Data extract:
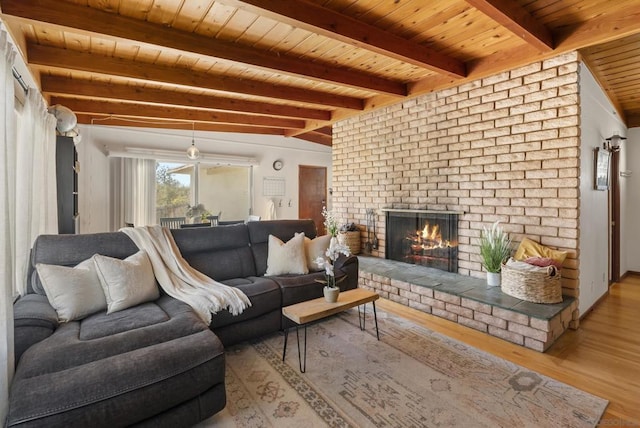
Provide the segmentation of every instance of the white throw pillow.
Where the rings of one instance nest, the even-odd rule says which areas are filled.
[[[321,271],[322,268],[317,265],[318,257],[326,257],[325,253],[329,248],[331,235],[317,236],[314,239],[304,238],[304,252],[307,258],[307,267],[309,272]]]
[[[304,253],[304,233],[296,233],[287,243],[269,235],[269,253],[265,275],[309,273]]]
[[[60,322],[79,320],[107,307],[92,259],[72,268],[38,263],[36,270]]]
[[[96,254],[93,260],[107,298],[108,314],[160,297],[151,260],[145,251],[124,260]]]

Task description:
Send back every line above exactly, skipping all pictures.

Written answer:
Provide the segmentation of every instance of the white throw pillow.
Where the rings of one instance nest, the even-odd rule says which areas are filled.
[[[321,271],[322,268],[317,265],[318,257],[326,257],[325,253],[329,248],[331,235],[317,236],[314,239],[304,238],[304,252],[307,258],[307,267],[309,272]]]
[[[304,253],[304,233],[296,233],[287,243],[269,235],[269,253],[265,275],[309,273]]]
[[[60,322],[79,320],[107,307],[92,259],[72,268],[38,263],[36,270]]]
[[[96,254],[93,260],[107,298],[108,314],[160,297],[151,260],[145,251],[124,260]]]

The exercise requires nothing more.